■ Task goal: Write out exactly the lines running from the one that contains "utility pole above? Mark it with a dot." through the end of the material.

■ Data records:
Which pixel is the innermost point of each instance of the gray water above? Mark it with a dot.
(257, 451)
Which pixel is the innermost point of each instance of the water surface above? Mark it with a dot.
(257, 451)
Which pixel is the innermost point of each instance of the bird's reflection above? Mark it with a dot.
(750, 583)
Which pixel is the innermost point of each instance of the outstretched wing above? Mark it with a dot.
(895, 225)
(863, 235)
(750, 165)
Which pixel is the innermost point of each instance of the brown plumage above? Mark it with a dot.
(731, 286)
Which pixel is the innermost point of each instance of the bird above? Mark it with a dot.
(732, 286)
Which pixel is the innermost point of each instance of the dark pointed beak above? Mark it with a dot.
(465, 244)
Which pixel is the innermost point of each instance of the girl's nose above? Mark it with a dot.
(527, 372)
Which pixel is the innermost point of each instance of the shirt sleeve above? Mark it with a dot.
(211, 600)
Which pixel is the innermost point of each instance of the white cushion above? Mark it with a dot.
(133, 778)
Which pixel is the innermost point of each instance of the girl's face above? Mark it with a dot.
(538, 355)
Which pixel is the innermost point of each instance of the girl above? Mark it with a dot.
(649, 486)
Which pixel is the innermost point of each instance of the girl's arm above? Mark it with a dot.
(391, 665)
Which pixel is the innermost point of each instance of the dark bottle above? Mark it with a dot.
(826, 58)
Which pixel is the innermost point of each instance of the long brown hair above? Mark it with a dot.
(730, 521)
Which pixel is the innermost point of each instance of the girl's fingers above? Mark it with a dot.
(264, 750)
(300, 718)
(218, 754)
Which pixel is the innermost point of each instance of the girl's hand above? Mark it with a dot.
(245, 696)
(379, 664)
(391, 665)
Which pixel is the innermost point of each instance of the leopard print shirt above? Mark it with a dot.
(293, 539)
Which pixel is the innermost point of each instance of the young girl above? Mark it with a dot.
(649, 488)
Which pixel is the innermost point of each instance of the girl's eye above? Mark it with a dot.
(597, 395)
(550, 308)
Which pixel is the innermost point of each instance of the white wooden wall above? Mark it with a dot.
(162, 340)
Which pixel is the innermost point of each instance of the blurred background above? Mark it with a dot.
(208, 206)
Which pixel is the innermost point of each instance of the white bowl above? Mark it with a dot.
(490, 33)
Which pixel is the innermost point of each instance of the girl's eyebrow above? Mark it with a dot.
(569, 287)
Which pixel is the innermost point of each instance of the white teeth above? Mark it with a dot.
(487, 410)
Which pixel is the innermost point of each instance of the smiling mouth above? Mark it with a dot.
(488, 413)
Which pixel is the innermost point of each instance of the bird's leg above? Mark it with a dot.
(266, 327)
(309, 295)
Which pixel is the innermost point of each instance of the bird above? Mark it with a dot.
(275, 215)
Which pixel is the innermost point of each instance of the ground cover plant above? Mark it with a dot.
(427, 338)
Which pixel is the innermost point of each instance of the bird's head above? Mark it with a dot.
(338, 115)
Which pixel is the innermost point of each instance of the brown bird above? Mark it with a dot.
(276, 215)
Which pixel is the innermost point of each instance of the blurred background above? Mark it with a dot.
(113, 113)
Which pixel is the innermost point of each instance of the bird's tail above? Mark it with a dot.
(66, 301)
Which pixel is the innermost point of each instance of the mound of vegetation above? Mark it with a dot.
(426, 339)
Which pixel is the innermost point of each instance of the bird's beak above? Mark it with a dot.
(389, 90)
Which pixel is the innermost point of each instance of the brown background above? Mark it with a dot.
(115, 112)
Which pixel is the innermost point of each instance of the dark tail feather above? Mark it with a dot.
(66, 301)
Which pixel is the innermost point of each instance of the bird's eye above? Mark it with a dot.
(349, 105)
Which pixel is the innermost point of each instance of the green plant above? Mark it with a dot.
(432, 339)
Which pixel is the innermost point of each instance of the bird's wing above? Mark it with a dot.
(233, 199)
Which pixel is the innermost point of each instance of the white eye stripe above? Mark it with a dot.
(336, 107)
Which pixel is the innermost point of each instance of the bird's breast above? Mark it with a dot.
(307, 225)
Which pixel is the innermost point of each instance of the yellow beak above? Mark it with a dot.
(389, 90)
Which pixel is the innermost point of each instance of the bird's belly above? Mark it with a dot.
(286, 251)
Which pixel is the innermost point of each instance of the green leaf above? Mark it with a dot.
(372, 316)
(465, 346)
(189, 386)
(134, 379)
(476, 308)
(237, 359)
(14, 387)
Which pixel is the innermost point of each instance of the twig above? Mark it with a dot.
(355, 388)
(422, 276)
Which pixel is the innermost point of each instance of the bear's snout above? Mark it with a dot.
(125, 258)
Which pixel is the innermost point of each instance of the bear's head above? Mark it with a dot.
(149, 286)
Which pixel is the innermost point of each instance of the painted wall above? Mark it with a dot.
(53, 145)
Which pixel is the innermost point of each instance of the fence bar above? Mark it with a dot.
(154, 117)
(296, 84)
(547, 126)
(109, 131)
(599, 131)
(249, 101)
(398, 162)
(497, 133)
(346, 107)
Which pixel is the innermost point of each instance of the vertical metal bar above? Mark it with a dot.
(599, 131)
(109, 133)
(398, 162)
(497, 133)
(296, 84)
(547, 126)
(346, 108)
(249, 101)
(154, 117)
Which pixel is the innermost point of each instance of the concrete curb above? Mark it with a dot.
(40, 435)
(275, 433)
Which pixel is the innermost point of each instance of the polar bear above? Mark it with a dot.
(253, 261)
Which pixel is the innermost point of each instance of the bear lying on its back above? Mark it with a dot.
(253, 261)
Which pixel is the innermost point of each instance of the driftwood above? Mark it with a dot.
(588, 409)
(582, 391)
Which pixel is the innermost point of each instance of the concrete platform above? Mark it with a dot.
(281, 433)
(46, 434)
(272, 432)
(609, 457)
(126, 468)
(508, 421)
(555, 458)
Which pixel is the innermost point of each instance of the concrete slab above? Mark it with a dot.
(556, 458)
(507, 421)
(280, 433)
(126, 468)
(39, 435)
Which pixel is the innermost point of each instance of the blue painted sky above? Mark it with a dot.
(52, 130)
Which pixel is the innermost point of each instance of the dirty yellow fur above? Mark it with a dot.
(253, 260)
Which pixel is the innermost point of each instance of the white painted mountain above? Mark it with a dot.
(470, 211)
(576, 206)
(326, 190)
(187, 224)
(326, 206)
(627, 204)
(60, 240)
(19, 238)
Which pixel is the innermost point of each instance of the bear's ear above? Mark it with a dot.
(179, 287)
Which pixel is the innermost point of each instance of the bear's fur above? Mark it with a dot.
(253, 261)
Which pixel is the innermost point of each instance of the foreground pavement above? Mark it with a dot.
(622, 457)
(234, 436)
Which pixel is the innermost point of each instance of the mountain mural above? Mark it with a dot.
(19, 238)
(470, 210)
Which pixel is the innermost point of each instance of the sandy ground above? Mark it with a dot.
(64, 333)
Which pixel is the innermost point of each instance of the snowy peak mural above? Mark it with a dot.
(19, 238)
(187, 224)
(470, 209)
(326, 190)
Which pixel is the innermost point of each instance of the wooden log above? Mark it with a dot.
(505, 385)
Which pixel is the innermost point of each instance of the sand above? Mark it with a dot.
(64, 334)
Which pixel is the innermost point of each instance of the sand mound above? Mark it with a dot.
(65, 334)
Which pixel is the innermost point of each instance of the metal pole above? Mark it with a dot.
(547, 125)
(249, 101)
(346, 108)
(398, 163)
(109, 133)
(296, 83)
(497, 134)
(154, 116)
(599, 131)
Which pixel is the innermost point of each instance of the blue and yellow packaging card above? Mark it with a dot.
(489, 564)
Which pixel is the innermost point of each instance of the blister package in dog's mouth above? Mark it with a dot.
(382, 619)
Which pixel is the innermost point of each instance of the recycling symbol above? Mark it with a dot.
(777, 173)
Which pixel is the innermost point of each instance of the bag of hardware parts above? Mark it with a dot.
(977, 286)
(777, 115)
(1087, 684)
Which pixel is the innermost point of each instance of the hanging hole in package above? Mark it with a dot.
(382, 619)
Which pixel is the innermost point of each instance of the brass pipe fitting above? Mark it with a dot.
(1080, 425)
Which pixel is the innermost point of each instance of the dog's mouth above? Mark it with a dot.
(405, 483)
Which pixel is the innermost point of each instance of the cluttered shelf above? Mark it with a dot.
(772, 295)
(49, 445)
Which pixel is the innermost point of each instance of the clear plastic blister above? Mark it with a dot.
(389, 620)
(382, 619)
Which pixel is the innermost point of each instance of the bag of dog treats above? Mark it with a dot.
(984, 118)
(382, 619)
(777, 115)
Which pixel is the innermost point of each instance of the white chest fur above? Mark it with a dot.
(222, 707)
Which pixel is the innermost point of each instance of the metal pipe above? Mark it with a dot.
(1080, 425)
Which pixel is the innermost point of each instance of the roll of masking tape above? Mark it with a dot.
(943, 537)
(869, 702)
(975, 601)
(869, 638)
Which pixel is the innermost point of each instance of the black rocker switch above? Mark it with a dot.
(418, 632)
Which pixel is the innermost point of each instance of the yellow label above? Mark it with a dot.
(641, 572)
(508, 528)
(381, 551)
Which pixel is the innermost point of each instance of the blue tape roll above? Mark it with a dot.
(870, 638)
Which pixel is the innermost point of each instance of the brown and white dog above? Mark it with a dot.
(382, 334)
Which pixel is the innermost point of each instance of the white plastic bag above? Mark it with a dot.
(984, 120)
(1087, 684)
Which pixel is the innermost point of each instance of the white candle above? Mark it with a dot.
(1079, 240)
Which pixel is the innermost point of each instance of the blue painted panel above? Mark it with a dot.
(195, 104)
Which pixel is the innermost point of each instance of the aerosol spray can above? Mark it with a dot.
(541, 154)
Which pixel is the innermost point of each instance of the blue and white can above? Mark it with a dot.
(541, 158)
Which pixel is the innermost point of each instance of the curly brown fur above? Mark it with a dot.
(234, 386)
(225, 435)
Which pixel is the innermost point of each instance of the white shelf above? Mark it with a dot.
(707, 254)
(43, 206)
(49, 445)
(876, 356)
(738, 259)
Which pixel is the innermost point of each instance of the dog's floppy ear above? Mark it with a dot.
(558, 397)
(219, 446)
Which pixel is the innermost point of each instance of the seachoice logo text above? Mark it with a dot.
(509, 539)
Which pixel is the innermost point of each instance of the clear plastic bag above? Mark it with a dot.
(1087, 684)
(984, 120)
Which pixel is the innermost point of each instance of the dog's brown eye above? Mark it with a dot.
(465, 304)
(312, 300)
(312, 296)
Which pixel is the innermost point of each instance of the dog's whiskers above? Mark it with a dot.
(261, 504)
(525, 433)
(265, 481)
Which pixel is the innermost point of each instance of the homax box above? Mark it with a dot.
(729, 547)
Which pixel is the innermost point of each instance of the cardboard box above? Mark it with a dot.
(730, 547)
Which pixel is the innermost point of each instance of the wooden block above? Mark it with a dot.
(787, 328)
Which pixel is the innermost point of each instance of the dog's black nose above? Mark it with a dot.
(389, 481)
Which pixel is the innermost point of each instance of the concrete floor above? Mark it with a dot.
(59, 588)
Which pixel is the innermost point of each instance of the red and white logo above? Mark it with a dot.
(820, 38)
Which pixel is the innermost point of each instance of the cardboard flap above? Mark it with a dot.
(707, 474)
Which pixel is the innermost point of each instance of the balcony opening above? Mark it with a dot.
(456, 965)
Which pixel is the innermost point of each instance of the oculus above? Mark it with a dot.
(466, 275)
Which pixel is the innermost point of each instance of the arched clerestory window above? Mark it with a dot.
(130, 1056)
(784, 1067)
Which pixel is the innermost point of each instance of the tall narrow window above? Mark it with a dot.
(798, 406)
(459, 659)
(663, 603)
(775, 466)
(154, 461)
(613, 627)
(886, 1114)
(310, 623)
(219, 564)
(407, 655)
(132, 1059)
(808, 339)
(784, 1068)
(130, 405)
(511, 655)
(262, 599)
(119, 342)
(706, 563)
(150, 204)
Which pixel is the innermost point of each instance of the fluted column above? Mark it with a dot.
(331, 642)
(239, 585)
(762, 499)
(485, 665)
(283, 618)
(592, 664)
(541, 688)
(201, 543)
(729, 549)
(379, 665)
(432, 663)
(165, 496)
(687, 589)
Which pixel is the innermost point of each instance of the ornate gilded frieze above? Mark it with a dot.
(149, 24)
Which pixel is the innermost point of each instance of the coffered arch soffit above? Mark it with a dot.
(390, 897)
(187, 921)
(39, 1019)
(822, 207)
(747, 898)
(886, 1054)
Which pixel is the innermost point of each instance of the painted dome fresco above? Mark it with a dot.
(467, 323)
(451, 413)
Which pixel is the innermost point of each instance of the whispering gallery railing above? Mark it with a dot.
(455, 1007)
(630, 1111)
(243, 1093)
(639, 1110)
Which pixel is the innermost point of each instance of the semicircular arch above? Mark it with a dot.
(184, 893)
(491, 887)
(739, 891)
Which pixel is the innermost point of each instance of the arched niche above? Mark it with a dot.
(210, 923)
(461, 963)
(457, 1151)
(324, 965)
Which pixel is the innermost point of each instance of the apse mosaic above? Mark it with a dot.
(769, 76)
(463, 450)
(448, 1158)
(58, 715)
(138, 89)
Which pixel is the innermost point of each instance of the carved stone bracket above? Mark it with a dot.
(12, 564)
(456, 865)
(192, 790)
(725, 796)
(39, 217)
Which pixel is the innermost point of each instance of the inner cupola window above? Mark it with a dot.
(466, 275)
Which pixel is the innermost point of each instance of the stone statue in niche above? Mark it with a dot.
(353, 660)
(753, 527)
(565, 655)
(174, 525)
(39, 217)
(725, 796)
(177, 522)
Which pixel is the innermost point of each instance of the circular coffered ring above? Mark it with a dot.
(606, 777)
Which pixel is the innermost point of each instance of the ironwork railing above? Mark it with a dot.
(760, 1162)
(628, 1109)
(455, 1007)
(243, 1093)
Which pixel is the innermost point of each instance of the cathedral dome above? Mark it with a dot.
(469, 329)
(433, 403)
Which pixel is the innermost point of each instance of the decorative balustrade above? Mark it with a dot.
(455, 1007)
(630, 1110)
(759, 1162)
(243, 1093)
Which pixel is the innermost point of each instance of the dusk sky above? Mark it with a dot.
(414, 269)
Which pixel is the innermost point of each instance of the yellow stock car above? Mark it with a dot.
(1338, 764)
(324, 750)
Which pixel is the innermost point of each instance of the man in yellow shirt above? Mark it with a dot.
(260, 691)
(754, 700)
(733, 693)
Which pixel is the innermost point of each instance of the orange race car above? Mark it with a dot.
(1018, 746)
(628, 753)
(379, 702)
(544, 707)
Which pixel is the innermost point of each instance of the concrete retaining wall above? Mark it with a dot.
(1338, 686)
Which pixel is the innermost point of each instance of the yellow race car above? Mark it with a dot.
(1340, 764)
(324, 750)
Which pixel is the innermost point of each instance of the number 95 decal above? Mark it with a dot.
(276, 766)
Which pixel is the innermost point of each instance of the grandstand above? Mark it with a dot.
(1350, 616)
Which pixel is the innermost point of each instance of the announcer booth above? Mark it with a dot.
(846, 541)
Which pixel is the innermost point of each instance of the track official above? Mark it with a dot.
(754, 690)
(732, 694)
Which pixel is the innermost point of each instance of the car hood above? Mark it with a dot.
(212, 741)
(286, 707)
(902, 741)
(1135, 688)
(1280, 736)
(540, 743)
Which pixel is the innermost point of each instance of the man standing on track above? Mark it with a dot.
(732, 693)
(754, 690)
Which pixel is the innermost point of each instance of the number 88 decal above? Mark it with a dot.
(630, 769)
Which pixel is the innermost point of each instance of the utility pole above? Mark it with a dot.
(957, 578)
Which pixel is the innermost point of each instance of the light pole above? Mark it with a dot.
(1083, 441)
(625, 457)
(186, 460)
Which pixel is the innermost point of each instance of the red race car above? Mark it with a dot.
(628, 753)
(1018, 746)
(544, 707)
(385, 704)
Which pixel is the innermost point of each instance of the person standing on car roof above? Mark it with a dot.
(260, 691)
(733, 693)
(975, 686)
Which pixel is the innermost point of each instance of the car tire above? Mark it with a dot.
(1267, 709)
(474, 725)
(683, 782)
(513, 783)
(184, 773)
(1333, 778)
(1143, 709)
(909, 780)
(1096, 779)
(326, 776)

■ Response below:
Which pixel is the innermost point of each instance of the utility pole above? Mark it with a dot.
(957, 578)
Which pixel is the innermost point of each instance of the light pole above? Mark it with a dot.
(1083, 441)
(625, 457)
(186, 460)
Which pixel is the innermost point of each instance of the red race car above? Mark it with a dot.
(628, 753)
(1018, 746)
(544, 707)
(385, 704)
Which pixel is the innermost point of each instance of the person standing on car roof above? Mark it with a dot.
(260, 691)
(733, 693)
(975, 686)
Which pixel is the innermost point of each instance of the car tire above? Mark it with a dot.
(1267, 709)
(474, 725)
(683, 782)
(513, 783)
(184, 773)
(1333, 778)
(1143, 709)
(909, 780)
(1096, 779)
(326, 776)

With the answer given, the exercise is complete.